Because UE 109 is synchronized with base station 101, UE 109 can
employ non-synchronized random access to initiate handover to base
station 102.
[0015] Non-synchronized UE 109 also employs non-synchronous random
access to request allocation of up-link 111 time or frequency or
code resources. If UE 109 has data ready for transmission, which
may be traffic data, measurements report, tracking area update, UE
109 can transmit a random access signal on up-link 111. The random
access signal notifies base station 101 that UE 109 requires
up-link resources to transmit the UEs data. Base station 101
responds by transmitting to UE 109 via down-link 110, a message
containing the parameters of the resources allocated for UE 109
up-link transmission along with a possible timing error correction.
After receiving the resource allocation and a possible timing
advance message transmitted on down-link 110 by base station 101,
UE 109 optionally adjusts its transmit timing and transmits the
data on up-link 111 employing the allotted resources during the
prescribed time interval.
[0016] Base station 101 configures UE 109 for periodic uplink
sounding reference signal (SRS) transmission. Base station 101
estimates uplink channel quality information (CSI) from the SRS
transmission.
[0017] FIG. 2 shows the Evolved Universal Terrestrial Radio Access
(E-UTRA) time division duplex (TDD) Frame Structure. Different
subframes are allocated for downlink (DL) or uplink (UL)
transmissions. Table 1 shows applicable DL/UL subframe
allocations.
TABLE-US-00001 TABLE 1 Switch-point Sub-frame number Configuration
periodicity 0 1 2 3 4 5 6 7 8 9 0 5 ms D S U U U D S U U U 1 5 ms D
S U U D D S U U D 2 5 ms D S U D D D S U D D 3 10 ms D S U U U D D
D D D 4 10 ms D S U U D D D D D D 5 10 ms D S U D D D D D D D 6 10
ms D S U U U D S U U D
[0018] Third Generation Partnership Project (3GPP) TR 25.913 for
Evolved Universal Terrestrial Radio Access (E-UTRA) and Evolved
Universal Terrestrial Radio Access Network (E-UTRAN) requires that
the Rel-8 Long Term Evolution (LTE) system supports at least 200
active users without discontinuous reception (DRX) in a 5 MHz
bandwidth. The Rel-8 sounding resources were provisioned with this
number in mind to support frequency dependent channel scheduling,
power control, and timing estimation. On the other hand TR 36.913
specifies that the LTE-Advanced system should support at least 300
active users without DRX in a 5 MHz bandwidth. This is a 50%
increase over the Rel-8 requirement even without considering the
LTE-Advanced features of uplink (UL) Single-User Multiple Input,
Multiple Output (SU-MIMO), non-contiguous Physical Uplink Shared
CHannel (PUSCH) resource allocation, carrier aggregation,
Coordinated Multi-point (CoMP) transmission and reception and
heterogeneous networks. Thus it is imperative to determine if the
LTE Rel-8 Sounding Reference Signal (SRS) design and multiplexing
capacity is sufficient to support this number of active users with
these LTE-A features.

Provided material ->
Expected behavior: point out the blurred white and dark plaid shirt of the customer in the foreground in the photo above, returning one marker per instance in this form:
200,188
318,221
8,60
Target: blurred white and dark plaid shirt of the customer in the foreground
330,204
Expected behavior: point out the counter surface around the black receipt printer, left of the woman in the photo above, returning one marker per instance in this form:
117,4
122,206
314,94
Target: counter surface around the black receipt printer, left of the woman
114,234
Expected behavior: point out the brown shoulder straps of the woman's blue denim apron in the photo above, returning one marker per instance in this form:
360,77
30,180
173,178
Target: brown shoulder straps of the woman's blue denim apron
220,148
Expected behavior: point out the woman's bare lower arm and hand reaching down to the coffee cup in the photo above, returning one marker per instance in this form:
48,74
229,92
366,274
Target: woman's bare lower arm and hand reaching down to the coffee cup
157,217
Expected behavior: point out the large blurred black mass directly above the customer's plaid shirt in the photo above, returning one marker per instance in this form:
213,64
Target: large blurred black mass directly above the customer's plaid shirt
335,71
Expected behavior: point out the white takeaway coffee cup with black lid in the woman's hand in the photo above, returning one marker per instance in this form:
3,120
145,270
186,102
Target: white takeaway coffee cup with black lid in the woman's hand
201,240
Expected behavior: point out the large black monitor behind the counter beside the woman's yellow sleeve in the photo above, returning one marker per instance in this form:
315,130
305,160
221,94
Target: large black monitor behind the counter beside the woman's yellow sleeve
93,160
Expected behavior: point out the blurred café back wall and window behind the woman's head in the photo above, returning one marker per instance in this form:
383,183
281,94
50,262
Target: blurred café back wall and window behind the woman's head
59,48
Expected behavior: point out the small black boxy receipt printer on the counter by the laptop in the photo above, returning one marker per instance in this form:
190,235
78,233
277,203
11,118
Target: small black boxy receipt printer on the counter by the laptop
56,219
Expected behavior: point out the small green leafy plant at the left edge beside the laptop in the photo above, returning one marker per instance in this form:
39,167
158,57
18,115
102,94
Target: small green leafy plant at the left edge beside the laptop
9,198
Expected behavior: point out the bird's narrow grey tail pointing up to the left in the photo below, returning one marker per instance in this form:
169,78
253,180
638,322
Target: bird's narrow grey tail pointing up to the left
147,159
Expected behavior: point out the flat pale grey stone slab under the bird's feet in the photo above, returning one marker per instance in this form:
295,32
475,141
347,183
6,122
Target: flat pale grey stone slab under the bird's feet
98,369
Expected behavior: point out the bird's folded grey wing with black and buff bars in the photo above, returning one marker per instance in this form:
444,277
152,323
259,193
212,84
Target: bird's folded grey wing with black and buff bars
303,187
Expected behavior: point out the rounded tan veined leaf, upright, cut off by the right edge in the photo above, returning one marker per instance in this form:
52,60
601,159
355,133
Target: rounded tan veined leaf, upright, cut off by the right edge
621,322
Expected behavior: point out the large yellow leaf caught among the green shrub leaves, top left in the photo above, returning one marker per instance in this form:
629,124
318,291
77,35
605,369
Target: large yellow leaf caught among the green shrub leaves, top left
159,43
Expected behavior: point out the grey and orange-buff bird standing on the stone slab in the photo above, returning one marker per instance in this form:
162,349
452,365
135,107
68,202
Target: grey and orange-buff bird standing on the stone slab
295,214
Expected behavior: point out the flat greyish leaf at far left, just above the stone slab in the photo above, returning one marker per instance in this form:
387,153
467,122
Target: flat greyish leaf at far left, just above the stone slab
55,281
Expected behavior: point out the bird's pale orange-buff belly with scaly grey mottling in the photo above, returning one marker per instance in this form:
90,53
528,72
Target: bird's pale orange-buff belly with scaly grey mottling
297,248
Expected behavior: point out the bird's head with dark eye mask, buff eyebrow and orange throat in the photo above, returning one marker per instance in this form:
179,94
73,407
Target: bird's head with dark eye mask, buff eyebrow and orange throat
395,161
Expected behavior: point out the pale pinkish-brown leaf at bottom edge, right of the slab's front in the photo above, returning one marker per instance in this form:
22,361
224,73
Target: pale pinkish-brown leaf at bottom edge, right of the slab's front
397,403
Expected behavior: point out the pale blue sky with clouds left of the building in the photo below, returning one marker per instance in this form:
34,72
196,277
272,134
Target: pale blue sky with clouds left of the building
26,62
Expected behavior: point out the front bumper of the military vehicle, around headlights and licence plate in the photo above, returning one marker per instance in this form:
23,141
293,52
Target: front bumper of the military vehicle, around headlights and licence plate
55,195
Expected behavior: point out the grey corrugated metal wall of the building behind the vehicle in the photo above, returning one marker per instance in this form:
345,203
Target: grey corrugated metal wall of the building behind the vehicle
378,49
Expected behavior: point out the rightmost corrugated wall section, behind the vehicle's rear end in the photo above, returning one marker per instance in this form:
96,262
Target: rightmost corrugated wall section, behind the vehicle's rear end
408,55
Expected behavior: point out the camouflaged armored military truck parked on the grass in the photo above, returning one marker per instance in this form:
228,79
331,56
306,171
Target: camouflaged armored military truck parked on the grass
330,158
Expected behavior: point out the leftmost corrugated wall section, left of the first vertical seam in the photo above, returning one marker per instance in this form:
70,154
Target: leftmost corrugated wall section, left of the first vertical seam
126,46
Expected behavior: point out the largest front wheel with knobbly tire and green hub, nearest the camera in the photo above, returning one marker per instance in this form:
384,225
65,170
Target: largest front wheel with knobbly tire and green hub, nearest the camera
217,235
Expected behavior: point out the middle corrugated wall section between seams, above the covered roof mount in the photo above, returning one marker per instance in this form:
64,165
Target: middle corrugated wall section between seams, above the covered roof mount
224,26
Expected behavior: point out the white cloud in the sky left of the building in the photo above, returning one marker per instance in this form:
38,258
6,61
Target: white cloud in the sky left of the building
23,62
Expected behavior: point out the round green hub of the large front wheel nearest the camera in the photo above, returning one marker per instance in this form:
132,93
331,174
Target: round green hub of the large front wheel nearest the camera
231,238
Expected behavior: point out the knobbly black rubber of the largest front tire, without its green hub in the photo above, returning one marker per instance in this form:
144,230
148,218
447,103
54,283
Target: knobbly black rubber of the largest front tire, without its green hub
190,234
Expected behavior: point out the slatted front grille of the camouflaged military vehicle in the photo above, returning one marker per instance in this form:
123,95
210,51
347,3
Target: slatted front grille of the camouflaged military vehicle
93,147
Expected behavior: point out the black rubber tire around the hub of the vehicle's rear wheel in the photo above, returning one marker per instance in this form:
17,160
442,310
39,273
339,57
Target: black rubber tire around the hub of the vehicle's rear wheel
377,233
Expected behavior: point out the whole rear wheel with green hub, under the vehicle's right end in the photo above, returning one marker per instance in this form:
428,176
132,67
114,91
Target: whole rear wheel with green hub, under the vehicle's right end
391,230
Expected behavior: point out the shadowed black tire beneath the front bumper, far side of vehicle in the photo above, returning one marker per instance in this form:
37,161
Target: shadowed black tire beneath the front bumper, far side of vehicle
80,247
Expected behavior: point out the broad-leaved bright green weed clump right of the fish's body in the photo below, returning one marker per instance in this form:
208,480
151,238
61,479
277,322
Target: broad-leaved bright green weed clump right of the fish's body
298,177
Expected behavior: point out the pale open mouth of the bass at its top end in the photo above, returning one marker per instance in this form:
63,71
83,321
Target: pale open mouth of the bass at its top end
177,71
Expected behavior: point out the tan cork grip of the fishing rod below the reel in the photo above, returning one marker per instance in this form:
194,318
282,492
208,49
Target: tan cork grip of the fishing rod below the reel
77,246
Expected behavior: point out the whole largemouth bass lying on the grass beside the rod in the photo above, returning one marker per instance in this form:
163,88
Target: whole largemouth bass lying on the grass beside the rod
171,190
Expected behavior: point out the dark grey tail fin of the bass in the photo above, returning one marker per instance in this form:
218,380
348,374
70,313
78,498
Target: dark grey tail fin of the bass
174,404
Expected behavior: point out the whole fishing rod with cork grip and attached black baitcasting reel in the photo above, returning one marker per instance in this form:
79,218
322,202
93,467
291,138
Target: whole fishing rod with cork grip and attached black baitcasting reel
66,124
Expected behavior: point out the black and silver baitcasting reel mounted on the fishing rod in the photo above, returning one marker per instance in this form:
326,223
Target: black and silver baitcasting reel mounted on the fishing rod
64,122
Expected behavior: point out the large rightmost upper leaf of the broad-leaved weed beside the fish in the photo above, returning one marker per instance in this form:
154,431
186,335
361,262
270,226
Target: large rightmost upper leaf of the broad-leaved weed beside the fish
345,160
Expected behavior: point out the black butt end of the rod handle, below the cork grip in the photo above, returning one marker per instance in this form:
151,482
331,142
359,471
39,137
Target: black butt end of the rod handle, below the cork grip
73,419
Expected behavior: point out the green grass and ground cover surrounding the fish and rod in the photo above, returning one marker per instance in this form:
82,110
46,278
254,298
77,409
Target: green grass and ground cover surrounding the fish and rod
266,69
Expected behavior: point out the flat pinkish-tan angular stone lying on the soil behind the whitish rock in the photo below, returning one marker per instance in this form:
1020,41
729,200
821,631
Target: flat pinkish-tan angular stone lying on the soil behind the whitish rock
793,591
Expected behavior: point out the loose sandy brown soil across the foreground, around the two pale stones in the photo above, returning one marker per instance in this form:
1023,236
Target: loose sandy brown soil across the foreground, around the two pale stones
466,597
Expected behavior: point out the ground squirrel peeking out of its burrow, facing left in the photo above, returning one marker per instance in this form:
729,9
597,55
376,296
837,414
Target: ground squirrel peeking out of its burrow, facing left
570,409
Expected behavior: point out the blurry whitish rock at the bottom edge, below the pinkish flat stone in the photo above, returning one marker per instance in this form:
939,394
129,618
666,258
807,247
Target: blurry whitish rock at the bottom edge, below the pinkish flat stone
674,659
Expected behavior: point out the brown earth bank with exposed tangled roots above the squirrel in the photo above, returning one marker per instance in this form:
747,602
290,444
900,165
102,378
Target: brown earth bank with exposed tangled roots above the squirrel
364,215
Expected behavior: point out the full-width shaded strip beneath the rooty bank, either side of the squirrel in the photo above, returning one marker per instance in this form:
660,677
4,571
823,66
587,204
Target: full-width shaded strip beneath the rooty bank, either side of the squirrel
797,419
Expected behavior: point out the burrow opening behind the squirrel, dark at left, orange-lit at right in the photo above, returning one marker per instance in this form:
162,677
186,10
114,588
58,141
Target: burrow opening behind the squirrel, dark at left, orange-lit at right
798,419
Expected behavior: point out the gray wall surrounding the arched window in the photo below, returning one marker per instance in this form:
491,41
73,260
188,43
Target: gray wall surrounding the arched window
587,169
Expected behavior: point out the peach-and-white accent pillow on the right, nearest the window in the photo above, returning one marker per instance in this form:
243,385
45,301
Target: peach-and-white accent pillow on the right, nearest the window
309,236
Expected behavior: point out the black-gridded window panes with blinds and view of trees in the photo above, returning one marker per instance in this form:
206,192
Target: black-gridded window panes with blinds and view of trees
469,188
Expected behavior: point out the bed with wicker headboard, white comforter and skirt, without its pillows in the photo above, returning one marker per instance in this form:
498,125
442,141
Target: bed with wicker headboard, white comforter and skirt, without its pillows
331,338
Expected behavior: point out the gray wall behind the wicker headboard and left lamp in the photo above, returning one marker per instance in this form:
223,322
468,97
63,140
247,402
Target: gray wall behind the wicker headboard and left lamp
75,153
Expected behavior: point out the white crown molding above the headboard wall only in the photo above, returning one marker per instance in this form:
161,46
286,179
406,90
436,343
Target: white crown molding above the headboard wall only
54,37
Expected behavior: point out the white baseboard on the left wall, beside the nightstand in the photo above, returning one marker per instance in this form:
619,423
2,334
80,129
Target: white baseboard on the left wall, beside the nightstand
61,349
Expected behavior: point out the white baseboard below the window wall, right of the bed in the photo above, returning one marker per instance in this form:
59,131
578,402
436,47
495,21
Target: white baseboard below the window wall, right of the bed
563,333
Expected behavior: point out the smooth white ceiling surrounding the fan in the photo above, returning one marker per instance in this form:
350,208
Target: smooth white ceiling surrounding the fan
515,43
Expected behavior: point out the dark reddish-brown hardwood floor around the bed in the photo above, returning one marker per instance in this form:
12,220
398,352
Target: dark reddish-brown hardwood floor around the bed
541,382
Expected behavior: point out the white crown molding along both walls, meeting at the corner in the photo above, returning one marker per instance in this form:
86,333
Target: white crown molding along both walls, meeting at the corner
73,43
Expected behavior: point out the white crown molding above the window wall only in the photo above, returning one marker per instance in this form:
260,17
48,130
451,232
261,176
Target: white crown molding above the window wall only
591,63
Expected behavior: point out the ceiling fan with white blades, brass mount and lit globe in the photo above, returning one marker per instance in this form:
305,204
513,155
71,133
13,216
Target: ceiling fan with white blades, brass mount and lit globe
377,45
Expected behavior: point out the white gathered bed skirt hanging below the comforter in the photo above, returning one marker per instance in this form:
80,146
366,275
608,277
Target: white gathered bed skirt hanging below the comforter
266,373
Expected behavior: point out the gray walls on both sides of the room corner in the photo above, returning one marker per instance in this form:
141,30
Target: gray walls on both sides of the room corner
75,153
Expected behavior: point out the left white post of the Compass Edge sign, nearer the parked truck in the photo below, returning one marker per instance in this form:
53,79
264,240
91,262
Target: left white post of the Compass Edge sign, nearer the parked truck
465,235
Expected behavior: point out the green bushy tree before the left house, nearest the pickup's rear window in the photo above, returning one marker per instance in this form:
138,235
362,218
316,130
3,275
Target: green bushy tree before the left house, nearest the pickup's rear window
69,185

What you need to do ->
Do these statements agree with the LTE excerpt? Answer yes or no for each, and quote the words from the excerpt that decide it.
1. TR 36.913 calls for the LTE-Advanced system to support at least 300 active users without DRX in a 5 MHz bandwidth.
2. Base station 101 estimates uplink channel quality information from a downlink transmission.
3. After it receives the resource allocation, UE 109 always adjusts its transmit timing.

Answer space ->
1. Yes: "TR 36.913 specifies that the LTE-Advanced system should support at least 300 active users without DRX in a 5 MHz bandwidth"
2. No: "Base station 101 estimates uplink channel quality information (CSI) from the SRS transmission."
3. No: "UE 109 optionally adjusts its transmit timing"